# WHAT YOU NEED TO DO
1. Decide whether each statement agrees with the text below on the Bank of Japan's April policy meeting. (a) Alongside the meeting outcome, the Bank of Japan will also publish its latest Outlook Report. (b) Japan's constitution permits tight lockdowns. (c) Japan's economy has stayed mostly open throughout the pandemic. Answer yes or no for each, quoting the deciding words of the text.
2. Extend the article below on the Bank of Japan's April policy meeting, picking up after its last sentence.

# TEXT FOR ANALYSIS
# # #

The Bank of Japan (BoJ) announces the outcome of its April monetary policy meeting on Tuesday and will also publish its latest Outlook Report. Japan is facing a fourth wave of the coronavirus, threatening new state of emergencies being declared across the country. However, the economy has been recovering at a respectable pace, with the help of booming exports. But as far as the yen is concerned, the BoJ’s yield cap means the growth prospects of rival economies matter more in determining yield differentials. Hence, should the Bank lift its growth projections while downgrading the inflation outlook as expected, market reaction will probably be muted.
Japan leading the global recovery race
Since the onset of the pandemic, Japan has been using a different model to lockdowns in trying to contain the spread of Covid-19. Tight lockdowns are not permitted under Japan’s constitution, so the government has been exercising its power to declare state of emergencies to restrict movement and advise businesses and individuals to adhere to virus rules. This alternative approach has allowed the economy to stay mostly open throughout the pandemic with only limited shutdowns.

# # #

# EXTRACTED ENTRIES
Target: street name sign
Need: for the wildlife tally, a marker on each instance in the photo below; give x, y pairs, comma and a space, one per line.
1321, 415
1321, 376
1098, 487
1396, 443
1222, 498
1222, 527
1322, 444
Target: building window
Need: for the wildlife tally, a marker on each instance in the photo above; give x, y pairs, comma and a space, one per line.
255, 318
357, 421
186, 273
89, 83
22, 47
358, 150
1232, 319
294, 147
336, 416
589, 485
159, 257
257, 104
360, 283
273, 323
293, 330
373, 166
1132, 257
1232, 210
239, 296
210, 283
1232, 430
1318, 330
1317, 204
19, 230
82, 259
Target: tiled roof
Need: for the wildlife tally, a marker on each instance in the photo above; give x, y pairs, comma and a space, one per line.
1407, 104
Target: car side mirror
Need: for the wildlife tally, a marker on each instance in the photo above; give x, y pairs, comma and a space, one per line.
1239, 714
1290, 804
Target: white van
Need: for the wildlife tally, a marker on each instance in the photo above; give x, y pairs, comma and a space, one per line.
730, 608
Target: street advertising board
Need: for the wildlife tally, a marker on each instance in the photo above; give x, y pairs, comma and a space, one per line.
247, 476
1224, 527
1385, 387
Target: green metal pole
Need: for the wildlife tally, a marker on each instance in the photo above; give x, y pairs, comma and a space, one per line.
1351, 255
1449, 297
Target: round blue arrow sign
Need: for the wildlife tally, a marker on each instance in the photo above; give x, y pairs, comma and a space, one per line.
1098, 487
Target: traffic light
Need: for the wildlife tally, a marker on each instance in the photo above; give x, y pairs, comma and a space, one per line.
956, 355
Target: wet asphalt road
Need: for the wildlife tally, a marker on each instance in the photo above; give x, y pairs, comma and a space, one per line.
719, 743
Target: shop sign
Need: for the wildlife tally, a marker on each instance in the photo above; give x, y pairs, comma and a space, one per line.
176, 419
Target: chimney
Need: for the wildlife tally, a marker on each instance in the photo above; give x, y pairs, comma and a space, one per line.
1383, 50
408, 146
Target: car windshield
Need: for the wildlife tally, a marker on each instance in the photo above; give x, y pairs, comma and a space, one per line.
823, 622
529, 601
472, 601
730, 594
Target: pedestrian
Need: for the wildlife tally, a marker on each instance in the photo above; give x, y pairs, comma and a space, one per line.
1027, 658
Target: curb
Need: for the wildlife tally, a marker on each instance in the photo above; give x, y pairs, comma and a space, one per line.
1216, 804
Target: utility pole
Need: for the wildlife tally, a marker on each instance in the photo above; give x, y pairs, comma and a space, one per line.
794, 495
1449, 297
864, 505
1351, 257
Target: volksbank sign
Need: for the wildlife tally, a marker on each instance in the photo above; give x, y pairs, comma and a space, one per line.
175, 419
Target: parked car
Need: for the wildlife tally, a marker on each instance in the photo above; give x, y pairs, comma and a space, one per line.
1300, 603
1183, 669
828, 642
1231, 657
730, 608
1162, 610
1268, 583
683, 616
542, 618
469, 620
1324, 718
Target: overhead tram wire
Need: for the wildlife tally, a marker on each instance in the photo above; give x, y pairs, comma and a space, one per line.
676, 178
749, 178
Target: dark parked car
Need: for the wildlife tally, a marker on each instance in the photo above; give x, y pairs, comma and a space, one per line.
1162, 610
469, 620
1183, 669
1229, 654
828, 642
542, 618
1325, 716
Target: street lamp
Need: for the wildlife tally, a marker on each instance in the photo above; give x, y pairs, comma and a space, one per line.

# # #

# ANSWERS BY ITEM NUMBER
1.
(a) Yes: "will also publish its latest Outlook Report"
(b) No: "Tight lockdowns are not permitted under Japan’s constitution"
(c) Yes: "allowed the economy to stay mostly open throughout the pandemic with only limited shutdowns"

2.
Consequently, economic output hasn’t suffered as badly as other advanced economies. In fact, Japan has the smallest output gap among the G7, and with the recovery in international trade holding up in 2021, the gap is expected to have shrunk further in Q1. Japanese exports surged 16.1% year-on-year in March. But while the rebound in consumption hasn’t been as strong, the Bank of Japan is anticipated to revise up its growth forecasts in its quarterly report on Tuesday as it keeps policy unchanged.
No inflation threat in Japan
However, despite the pandemic shock being milder in Japan, inflationary pressures remain subdued, even as consumer prices are creeping higher in other parts of the world. The latest inflation data shows core CPI remained in negative territory in March. The BoJ is widely predicted to cut its CPI forecasts for the current financial year, and as it publishes new projections for 2023 for the first time, inflation is symbolically expected to stay below the 2% target when Governor Haruhiko Kuroda’s term ends in April of that year.
The BoJ’s ongoing struggles to boost inflation can only imply that its long-running money printing programme won’t be ending anytime soon. At the last meeting in March, the Bank made some tweaks to its policies of negative interest rates, yield curve control and ETF purchases to make its various monetary easing measures more sustainable, in a move that acknowledges that it is in it for the long haul.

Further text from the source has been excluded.